(Items listed in a dataset)
===
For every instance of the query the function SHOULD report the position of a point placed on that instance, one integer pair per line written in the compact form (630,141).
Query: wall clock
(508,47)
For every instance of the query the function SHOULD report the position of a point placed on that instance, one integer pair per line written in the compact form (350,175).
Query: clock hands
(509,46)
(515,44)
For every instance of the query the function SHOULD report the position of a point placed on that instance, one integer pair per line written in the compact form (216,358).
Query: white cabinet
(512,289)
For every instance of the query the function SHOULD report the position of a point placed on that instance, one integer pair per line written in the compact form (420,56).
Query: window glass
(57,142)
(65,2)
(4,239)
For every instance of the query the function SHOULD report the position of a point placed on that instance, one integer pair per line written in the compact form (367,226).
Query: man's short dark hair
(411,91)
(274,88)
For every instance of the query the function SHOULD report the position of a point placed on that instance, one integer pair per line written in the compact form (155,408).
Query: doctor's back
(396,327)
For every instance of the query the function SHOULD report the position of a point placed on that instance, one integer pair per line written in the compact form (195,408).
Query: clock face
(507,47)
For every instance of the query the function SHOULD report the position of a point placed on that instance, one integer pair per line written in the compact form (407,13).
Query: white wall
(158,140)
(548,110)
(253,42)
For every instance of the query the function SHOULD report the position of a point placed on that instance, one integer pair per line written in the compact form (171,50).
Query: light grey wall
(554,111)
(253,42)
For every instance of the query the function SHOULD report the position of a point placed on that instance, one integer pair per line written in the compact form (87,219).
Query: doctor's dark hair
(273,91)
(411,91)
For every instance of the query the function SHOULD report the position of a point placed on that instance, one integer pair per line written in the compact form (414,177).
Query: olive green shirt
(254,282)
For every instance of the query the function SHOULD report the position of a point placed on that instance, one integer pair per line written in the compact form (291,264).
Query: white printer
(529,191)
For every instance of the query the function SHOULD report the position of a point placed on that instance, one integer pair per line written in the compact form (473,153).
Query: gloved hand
===
**Try it:** Every single line in the records above must be written out exactly.

**Solution to the problem:**
For every instance of the query the function SHOULD report the position of a point placed on that instance, one integer pair per line written in the compact form (630,141).
Query: wall clock
(508,47)
For every instance of the query the function SHOULD report the position of a point placed on that instance, one integer pair per line written in the compact form (350,175).
Query: clock hands
(509,46)
(515,44)
For every instance of the query the function SHOULD report the position of a point placed on that instance, one integer pair per line written in the compact form (216,358).
Query: white cabinet
(512,289)
For every instance of the query the function SHOULD report the position of a point placed on that instance, one integer pair per line written in the compact form (420,56).
Query: window glass
(57,142)
(65,2)
(4,239)
For every instance of the query the function SHOULD report the position of a point placed on that instance, one integer pair per line written in the compact form (367,226).
Query: man's short dark hair
(411,91)
(274,88)
For every instance of the query the function SHOULD report the position of a point placed on that instance, one integer pair per line written in the compact form (155,408).
Query: doctor's back
(396,327)
For every instance of the query the function SHOULD report the position of a point placed on that instance, one integer pair per line written in the compact form (195,408).
Query: clock face
(507,47)
For every instance of the query the function SHOULD report the position of a point placed on that instance, one integer pair per line written in the compact form (407,13).
Query: white wall
(158,140)
(548,110)
(253,42)
For every instance of the query the function SHOULD report the position of a point placed on that instance, one integer pair per line written in the compact form (171,50).
Query: light grey wall
(554,111)
(253,42)
For every instance of the query the function SHOULD report the position of a point placed on that instance, one integer pair per line written in the compact form (87,219).
Query: doctor's dark hair
(273,91)
(411,91)
For every instance of the query the function SHOULD report the position of a point placed on that instance, one integer pair per line written in the compact form (414,177).
Query: olive green shirt
(254,282)
For every instance of the query the function SHOULD report the position of a point placed on that instance, one integer pair per line written in the compact form (291,264).
Query: white printer
(529,191)
For every instance of the query the function SHOULD report the position of a point placed on that instance, one integer pair per line written in the compact form (473,153).
Query: gloved hand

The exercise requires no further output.